Source

=====

Academic journal article
By Reid, Ken
Research in Education , Vol. 81, No. 1
This article focuses upon the evidence, findings and recommendations made to the National Behaviour and Attendance Review (NBAR) on school attendance in Wales. The review took place between 2006 and 2008 and was chaired by the author (NBAR, 2007, 2008). The review lasted for two years and involved more than fifty meetings or specially convened events, including focus groups, professional consultations and conferences. Although being supported by resources from the Welsh Assembly Government, whose help is acknowledged, the Review Group were able to undertake their work in a thorough and comprehensive way and in an independent manner.
Since devolution, the management and administration of school attendance has been devolved to the four United Kingdom (UK) governments. The oversight for school attendance is now the responsibility of the recently reorganised Department for Children, Schools and Families (DCSF) in England, of the Scottish Executive (SED), of the Northern Ireland Assembly (NIA) and the Welsh Assembly Government (WAG). Post-devolution, the four different administrations have been making their own progress with different agendas and priorities in order to improve rates of school attendance (Cole, 2007). These different strategies have been analysed in considerable detail elsewhere (Reid, 2008a).
Since taking responsibility for school attendance the Welsh Assembly Government initially established a task force to create an action plan to improve school attendance in Wales. In part this work was undertaken because rates of non-attendance in Wales have been consistently higher than in other regions of the UK, more especially in large metropolitan areas such as Cardiff, Swansea and Newport, in the South Wales valleys and along the North Wales coastline (Reid, 2004a; NBAR, 2008, see section 2.5, tables 1-6).
Following concern expressed in the Chief Inspector for Wales's annual report (Estyn, 2006a) that pupils' non-attendance and truancy were the major challenge facing the Welsh Assembly Government, the then Minister for Education and Lifelong Learning (Jane Davidson) decided to establish a Review into Behaviour and School Attendance (NBAR) in Wales.
The terms of reference of the Review Group (NBAR, 2008, p. 2) were to:
1 Explore ways in which parents, children and young people and the community as a whole could be more effectively supported and engaged in the promotion of positive behaviour and attendance at school.

=====

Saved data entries
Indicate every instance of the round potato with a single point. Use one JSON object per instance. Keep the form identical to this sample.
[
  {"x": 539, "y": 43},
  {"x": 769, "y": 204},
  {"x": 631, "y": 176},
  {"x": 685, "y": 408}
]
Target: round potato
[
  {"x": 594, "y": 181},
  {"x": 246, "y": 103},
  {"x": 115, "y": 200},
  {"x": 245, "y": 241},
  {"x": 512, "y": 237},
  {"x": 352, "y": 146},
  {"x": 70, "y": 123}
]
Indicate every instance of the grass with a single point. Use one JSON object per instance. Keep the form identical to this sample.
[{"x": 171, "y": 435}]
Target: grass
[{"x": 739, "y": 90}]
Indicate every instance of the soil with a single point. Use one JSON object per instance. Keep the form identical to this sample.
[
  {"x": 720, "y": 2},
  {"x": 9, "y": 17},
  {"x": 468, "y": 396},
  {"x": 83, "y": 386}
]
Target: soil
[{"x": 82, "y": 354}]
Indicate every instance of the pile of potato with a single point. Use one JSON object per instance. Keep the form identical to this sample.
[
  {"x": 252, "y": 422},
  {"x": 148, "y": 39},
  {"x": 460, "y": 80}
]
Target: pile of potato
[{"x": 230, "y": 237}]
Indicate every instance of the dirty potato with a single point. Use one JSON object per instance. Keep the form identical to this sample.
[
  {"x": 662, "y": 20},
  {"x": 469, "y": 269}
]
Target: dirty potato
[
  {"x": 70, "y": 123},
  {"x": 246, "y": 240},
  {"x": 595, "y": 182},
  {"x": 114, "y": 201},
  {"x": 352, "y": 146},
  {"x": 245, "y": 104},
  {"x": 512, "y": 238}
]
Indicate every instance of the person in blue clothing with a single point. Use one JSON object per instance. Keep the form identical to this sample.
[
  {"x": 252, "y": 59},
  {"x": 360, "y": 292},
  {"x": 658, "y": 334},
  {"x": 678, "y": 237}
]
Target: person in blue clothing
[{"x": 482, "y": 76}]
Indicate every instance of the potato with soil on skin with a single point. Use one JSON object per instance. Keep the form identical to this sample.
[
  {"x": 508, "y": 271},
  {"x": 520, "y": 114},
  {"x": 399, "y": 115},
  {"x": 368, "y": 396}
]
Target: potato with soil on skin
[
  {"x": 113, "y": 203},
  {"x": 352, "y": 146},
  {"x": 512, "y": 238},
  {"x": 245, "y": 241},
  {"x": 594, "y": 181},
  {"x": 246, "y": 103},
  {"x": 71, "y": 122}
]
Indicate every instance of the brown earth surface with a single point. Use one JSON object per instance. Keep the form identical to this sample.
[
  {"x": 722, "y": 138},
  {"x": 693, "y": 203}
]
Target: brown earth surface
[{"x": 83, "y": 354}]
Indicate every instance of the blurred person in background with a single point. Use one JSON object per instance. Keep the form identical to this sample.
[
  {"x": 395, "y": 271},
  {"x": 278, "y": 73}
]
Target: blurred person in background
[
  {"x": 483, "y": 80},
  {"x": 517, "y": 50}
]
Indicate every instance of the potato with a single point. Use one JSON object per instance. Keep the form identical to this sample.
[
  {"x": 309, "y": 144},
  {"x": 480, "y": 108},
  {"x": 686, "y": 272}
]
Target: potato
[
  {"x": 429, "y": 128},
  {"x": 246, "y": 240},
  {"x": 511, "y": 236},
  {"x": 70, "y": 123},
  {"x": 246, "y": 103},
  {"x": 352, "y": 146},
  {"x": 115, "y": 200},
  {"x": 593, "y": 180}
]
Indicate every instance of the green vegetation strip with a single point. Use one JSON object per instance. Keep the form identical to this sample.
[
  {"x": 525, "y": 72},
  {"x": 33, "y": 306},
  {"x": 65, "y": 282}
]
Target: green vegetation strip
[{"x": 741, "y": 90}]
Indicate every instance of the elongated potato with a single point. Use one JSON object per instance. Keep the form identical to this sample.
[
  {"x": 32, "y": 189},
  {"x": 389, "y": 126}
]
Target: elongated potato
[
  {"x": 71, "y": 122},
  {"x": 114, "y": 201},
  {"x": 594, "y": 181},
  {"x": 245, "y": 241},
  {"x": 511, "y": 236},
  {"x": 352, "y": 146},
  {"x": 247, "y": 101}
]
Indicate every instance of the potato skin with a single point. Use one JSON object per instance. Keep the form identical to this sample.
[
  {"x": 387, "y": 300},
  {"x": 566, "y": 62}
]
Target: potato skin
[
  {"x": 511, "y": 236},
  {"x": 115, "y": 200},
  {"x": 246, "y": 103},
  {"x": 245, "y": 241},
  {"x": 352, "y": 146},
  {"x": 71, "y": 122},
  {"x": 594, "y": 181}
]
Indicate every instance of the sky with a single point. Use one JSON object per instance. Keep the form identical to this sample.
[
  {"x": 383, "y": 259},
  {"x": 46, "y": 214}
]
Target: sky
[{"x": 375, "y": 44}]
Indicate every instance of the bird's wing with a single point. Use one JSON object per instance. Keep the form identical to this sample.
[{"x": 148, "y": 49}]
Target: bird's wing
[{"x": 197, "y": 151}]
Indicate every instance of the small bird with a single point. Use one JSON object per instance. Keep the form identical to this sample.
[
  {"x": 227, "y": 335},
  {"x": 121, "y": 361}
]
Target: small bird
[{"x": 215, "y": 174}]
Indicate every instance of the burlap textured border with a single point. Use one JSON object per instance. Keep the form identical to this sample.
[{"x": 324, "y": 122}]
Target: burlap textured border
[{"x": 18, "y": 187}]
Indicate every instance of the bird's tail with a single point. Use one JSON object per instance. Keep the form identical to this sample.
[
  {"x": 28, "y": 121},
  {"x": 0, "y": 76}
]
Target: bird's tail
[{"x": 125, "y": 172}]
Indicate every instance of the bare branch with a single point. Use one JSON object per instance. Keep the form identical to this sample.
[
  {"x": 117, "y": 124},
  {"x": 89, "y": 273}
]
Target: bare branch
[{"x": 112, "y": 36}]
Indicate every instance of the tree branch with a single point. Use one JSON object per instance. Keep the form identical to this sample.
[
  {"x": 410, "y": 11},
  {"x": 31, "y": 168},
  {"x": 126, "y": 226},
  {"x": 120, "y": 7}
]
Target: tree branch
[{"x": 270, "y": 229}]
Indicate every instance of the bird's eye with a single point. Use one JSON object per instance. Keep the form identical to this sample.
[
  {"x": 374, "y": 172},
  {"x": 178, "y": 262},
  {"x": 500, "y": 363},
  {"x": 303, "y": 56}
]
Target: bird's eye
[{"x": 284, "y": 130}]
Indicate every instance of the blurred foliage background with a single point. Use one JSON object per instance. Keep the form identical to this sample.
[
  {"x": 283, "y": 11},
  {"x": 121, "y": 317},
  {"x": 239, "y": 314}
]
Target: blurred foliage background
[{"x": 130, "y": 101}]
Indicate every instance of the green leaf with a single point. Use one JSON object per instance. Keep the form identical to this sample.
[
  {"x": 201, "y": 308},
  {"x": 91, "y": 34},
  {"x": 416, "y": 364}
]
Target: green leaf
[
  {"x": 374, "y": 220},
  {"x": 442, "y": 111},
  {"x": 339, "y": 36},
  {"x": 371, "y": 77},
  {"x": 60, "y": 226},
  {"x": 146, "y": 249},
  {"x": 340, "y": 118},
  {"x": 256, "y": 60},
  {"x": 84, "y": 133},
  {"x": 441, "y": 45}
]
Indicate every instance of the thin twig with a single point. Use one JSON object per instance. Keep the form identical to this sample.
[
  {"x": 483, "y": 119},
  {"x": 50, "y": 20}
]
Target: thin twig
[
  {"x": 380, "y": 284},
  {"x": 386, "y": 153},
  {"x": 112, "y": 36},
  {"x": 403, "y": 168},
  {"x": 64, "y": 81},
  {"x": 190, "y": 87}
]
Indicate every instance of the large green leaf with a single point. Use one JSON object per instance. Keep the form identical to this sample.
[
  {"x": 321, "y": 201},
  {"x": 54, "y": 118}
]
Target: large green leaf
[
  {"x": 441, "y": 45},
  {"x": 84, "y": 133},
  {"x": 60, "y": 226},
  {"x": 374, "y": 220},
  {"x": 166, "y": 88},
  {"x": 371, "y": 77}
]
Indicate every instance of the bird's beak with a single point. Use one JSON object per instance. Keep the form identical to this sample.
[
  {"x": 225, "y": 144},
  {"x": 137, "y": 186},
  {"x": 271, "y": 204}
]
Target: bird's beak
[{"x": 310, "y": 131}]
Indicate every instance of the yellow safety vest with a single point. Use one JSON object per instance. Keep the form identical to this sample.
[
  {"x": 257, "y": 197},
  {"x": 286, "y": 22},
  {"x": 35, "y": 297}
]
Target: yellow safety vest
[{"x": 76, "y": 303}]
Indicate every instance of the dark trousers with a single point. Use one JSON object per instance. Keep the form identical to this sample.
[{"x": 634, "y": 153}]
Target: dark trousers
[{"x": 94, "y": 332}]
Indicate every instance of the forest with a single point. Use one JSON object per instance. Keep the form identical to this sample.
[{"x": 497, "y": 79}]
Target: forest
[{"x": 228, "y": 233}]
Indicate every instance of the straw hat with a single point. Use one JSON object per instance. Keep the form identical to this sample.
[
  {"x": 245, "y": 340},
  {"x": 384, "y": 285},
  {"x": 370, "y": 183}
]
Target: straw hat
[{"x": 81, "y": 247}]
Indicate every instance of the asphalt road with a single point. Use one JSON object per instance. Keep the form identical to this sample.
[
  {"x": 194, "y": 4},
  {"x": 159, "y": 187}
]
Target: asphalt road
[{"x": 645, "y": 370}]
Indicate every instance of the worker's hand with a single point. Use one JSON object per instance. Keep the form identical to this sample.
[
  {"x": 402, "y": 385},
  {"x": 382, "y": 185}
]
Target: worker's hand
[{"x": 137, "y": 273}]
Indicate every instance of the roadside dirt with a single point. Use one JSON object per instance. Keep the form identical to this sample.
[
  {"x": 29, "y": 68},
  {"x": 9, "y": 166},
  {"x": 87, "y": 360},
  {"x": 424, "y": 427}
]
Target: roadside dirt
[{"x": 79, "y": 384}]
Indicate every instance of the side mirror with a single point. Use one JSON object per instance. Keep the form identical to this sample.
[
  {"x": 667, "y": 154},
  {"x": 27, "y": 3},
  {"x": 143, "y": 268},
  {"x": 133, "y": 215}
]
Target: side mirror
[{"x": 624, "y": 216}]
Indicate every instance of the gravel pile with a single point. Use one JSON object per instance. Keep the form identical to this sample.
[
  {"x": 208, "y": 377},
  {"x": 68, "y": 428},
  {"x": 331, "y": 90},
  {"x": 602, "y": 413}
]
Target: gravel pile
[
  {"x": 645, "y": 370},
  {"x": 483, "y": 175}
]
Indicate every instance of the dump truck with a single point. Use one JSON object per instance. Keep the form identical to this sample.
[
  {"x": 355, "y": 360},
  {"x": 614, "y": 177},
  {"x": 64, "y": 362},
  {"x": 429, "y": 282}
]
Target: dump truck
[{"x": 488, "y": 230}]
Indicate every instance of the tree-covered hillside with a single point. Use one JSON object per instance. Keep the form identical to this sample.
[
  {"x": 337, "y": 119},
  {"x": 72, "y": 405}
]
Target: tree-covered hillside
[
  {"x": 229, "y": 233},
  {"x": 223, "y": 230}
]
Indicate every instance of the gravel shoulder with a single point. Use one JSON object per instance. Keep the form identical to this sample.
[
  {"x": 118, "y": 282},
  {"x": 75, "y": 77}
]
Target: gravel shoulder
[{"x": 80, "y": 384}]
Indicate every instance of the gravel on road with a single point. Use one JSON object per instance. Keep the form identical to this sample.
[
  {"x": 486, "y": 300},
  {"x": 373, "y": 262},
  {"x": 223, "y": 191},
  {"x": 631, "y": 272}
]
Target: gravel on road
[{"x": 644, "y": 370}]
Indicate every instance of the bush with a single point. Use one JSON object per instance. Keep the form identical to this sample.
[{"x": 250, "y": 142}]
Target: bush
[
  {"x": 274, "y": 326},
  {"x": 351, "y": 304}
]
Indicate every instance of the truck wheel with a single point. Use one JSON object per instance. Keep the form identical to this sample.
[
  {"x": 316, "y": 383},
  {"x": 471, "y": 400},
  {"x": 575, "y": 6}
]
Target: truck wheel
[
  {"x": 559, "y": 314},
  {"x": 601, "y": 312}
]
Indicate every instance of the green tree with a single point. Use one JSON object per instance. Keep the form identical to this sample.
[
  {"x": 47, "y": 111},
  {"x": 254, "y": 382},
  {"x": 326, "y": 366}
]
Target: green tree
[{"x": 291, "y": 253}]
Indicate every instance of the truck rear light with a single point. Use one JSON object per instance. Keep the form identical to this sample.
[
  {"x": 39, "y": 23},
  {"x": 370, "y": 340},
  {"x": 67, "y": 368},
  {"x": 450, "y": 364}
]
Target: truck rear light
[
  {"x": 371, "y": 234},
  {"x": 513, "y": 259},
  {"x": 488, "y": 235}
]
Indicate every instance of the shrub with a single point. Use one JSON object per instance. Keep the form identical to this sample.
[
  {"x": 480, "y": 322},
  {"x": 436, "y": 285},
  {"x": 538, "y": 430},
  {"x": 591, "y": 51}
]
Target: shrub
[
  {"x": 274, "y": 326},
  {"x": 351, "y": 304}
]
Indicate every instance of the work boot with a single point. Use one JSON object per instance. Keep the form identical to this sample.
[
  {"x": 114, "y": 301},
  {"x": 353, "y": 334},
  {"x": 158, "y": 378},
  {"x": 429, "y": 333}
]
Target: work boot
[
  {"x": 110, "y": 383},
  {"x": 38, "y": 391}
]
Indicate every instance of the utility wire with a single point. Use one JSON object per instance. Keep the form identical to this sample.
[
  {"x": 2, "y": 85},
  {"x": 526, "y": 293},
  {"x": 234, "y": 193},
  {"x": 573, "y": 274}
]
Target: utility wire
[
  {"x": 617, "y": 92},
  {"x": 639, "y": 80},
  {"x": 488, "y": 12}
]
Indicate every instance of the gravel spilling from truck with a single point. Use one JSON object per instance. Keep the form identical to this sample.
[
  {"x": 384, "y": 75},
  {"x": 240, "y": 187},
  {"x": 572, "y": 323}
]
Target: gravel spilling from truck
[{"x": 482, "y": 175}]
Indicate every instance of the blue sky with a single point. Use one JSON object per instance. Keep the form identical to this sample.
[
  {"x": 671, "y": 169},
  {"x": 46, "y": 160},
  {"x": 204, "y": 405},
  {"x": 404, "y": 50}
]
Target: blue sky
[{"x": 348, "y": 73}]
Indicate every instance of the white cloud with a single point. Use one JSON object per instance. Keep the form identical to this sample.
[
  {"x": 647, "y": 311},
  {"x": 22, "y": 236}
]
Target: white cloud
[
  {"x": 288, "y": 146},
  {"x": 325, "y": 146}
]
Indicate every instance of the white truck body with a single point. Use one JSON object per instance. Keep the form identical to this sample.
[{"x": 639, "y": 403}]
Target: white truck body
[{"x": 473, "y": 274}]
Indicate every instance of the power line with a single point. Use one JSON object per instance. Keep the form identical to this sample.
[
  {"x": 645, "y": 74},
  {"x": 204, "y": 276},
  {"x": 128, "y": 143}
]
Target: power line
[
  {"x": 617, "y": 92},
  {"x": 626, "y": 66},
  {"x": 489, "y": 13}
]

=====

Direction 1
According to the article on school attendance in Wales, who decided to establish the review into behaviour and school attendance?
Direction 2
Pick up the article on school attendance in Wales at the point where it stops, and continue it.

Reply 1
Jane Davidson, who was then Minister for Education and Lifelong Learning.

Reply 2
2 Identify effective practice in promoting positive behaviour and attendance and ways in which this practice could be disseminated and embedded in schools and local authorities across Wales.
3 Identify effective use of multi-agency partnerships in tackling issues of poor attendance and behaviour, including consideration of regional models.
4 Identify potential new Wales-only legislative measures (competence orders) which could be sought under the Government of Wales Act 2006 that would assist in promoting discipline and attendance, including specific consideration of the provision of education for excluded pupils.
For the purposes of this article it is also important to understand the Welsh context. The Welsh Assembly Government is increasingly setting out its own policies and agenda for education. These policies affect everyone in education in Wales from staff working in local authorities (LAs) and schools to parents, pupils and voluntary organisations. The Welsh Assembly Government's objectives have been articulated in Learning Country 1 and 2 (WAG, 2001, 2006).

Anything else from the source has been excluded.